═══ Stored data ═══

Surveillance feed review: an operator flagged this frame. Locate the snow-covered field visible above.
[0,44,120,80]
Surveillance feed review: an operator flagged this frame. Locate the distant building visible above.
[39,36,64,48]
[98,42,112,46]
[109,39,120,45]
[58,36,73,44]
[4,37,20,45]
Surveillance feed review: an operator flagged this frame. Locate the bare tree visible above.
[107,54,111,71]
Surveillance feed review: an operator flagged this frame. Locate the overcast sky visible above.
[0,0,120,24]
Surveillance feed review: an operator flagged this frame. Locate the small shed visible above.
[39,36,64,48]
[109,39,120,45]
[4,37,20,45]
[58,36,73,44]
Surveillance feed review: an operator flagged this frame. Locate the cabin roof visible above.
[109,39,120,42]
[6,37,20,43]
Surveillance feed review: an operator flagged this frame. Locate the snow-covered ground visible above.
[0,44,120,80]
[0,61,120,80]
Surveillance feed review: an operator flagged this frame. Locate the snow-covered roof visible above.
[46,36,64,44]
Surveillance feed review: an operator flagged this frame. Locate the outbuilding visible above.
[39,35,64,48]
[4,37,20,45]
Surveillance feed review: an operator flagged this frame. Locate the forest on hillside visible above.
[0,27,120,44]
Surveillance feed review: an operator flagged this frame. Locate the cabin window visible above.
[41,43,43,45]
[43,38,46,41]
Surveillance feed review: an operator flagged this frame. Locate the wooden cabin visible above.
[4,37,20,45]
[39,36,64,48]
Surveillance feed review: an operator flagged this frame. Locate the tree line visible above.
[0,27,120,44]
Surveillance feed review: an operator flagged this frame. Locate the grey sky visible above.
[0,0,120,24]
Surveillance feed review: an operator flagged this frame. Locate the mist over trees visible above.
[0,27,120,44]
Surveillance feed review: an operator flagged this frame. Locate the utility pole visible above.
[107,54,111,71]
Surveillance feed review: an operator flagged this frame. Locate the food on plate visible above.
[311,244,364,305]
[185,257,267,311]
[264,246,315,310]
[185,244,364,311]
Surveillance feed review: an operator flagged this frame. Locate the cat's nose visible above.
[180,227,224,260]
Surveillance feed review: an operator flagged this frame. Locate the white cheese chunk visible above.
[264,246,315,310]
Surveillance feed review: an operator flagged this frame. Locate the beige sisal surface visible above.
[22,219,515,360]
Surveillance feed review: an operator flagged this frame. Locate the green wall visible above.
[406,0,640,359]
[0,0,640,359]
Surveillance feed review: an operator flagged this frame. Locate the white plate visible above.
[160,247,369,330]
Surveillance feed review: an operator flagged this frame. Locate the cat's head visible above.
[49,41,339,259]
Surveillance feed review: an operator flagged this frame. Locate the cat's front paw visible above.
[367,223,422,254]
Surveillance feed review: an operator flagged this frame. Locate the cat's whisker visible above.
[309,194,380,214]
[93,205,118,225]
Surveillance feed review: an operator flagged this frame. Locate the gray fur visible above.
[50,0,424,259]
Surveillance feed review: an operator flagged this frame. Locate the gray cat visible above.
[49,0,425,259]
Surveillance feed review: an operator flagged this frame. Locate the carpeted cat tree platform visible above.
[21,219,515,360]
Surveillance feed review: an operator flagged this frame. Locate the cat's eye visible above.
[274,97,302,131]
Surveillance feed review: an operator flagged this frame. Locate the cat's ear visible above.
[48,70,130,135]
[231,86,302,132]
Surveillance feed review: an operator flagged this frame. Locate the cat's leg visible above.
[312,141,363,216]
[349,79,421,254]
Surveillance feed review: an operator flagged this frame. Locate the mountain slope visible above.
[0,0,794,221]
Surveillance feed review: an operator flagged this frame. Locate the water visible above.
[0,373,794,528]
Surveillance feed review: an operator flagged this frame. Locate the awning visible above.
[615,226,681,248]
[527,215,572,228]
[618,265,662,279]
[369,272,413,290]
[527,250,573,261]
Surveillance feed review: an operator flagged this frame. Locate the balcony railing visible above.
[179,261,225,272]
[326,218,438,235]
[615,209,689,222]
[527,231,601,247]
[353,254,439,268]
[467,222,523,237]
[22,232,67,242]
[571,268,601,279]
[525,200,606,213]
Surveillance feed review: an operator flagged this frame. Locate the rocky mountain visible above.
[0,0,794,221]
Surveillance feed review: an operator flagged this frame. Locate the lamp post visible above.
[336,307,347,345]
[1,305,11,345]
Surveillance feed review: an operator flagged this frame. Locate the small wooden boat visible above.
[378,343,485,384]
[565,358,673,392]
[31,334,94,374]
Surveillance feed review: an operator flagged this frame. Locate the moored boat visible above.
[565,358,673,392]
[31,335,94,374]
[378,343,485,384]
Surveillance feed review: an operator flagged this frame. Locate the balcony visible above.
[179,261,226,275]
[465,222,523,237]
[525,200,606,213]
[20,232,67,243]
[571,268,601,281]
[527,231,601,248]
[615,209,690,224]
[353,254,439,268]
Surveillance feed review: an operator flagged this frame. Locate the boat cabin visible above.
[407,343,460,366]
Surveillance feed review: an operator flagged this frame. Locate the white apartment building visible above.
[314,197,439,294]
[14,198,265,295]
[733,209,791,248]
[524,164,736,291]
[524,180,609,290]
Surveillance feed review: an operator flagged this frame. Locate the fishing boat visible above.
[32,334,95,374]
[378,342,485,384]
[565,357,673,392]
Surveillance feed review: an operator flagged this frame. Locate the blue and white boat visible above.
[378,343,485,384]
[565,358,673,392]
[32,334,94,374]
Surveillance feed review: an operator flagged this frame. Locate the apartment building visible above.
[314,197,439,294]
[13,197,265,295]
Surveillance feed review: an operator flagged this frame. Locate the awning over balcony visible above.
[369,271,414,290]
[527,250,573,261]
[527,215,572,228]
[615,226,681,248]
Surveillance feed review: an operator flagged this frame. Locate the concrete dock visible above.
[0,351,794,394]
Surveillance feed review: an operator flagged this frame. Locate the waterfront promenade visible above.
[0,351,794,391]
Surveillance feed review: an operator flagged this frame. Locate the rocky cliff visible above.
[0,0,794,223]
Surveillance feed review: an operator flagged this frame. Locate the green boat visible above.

═══

*What you have to do*: Begin at the row that has "pole visible above." and stop after the row that has "[185,244,364,311]". Write those rows out again, requests included, offsetting every bounding-box coordinate in the answers by -8.

*Answer below*:
Surveillance feed review: an operator flagged this frame. Locate the utility pole visible above.
[99,46,103,63]
Surveillance feed review: an operator flagged this frame. Locate the food on plate visible above.
[303,236,356,297]
[177,249,259,303]
[256,238,307,302]
[177,236,356,303]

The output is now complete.